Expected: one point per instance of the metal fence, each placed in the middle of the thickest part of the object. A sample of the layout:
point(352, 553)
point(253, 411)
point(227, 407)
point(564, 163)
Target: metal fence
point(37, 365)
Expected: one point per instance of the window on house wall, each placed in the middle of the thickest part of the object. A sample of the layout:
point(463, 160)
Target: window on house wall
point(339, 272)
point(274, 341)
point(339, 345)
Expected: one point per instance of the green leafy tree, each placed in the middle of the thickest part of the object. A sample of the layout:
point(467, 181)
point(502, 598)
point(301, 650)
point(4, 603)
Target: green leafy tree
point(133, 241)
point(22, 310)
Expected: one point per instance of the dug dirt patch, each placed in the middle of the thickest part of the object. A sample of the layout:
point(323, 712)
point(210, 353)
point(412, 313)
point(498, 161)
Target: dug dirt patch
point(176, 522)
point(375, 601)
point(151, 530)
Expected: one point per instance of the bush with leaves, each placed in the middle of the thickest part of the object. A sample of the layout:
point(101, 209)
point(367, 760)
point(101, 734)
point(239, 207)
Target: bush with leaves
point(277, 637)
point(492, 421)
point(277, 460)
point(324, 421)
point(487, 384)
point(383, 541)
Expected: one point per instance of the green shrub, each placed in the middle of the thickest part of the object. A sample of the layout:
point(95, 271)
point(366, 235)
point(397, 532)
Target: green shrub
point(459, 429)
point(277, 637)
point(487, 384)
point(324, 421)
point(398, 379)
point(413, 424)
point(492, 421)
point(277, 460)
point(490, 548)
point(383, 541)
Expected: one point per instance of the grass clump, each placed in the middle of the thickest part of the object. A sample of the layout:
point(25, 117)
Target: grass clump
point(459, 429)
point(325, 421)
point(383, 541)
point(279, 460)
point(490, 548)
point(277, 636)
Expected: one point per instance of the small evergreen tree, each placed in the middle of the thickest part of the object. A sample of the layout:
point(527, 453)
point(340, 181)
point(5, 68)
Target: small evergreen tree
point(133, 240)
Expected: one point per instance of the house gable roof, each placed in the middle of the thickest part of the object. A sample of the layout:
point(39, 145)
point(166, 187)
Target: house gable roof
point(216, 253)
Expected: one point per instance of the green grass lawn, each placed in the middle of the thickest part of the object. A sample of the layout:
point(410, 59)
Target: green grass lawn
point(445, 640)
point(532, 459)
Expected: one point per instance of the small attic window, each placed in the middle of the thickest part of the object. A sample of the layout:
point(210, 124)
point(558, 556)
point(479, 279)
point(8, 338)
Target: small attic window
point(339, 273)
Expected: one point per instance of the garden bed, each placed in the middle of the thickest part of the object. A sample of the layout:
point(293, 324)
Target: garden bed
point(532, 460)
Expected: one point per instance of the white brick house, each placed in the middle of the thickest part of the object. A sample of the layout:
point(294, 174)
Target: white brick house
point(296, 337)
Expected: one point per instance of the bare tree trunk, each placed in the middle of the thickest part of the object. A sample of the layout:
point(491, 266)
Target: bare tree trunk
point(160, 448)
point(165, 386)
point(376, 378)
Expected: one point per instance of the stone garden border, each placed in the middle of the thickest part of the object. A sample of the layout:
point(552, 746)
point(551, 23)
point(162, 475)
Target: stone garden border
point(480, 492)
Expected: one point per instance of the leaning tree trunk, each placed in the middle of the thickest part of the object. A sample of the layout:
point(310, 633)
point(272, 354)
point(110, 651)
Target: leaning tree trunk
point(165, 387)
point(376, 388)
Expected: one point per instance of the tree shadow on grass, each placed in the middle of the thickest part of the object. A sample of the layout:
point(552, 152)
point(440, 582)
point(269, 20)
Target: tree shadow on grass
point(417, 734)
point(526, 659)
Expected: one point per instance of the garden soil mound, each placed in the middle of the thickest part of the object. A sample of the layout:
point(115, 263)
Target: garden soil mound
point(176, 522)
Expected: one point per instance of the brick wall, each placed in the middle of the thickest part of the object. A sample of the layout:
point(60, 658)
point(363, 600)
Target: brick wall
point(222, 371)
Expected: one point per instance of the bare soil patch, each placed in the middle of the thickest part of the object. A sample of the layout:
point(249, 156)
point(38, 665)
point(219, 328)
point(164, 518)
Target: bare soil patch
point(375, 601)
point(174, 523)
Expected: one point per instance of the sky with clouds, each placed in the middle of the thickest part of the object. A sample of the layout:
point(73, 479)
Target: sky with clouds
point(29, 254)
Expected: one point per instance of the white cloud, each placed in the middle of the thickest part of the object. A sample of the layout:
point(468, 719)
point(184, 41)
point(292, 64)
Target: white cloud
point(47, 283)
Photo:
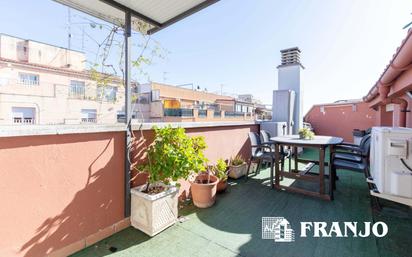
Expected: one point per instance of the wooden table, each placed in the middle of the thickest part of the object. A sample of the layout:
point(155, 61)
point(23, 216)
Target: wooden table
point(319, 142)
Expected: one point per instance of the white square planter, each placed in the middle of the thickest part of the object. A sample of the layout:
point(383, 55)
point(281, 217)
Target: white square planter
point(153, 213)
point(238, 171)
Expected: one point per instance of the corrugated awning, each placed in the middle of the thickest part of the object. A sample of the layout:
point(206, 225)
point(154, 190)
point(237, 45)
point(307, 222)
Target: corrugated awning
point(154, 14)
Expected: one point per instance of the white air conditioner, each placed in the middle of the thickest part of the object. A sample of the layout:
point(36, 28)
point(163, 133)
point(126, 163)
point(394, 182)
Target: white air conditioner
point(391, 163)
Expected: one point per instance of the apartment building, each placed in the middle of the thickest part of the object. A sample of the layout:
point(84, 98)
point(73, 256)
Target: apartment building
point(46, 84)
point(162, 102)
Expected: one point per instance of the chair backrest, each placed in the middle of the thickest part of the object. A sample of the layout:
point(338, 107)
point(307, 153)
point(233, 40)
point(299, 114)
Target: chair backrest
point(363, 141)
point(254, 141)
point(366, 147)
point(265, 136)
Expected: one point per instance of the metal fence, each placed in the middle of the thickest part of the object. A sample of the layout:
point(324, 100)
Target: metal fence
point(234, 114)
point(178, 112)
point(24, 121)
point(202, 113)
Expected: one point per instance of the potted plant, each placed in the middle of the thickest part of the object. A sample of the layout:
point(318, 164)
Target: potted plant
point(237, 167)
point(172, 156)
point(220, 171)
point(204, 185)
point(306, 133)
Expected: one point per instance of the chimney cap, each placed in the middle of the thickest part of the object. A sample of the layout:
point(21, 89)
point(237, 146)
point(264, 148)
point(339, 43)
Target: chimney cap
point(290, 56)
point(290, 49)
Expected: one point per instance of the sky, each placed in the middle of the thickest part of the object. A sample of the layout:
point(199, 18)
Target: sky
point(234, 45)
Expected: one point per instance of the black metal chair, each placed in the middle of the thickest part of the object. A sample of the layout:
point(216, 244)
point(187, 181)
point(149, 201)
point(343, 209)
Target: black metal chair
point(262, 152)
point(345, 151)
point(351, 157)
# # # #
▸ WHAT YOU HAVE TO DO:
Reproduce the part of the entries that opens with the line containing "Expected: one point per instance of the small attic" and closes with the line containing "point(339, 273)". Add 144 to each coordinate in the answer points, and leave all other lines unchanged.

▸ IN RESPONSE:
Expected: one point per instance of the small attic window, each placed in the middle of the thickest part of the object. A sample of the layout:
point(210, 124)
point(558, 556)
point(479, 279)
point(8, 338)
Target: small attic window
point(483, 417)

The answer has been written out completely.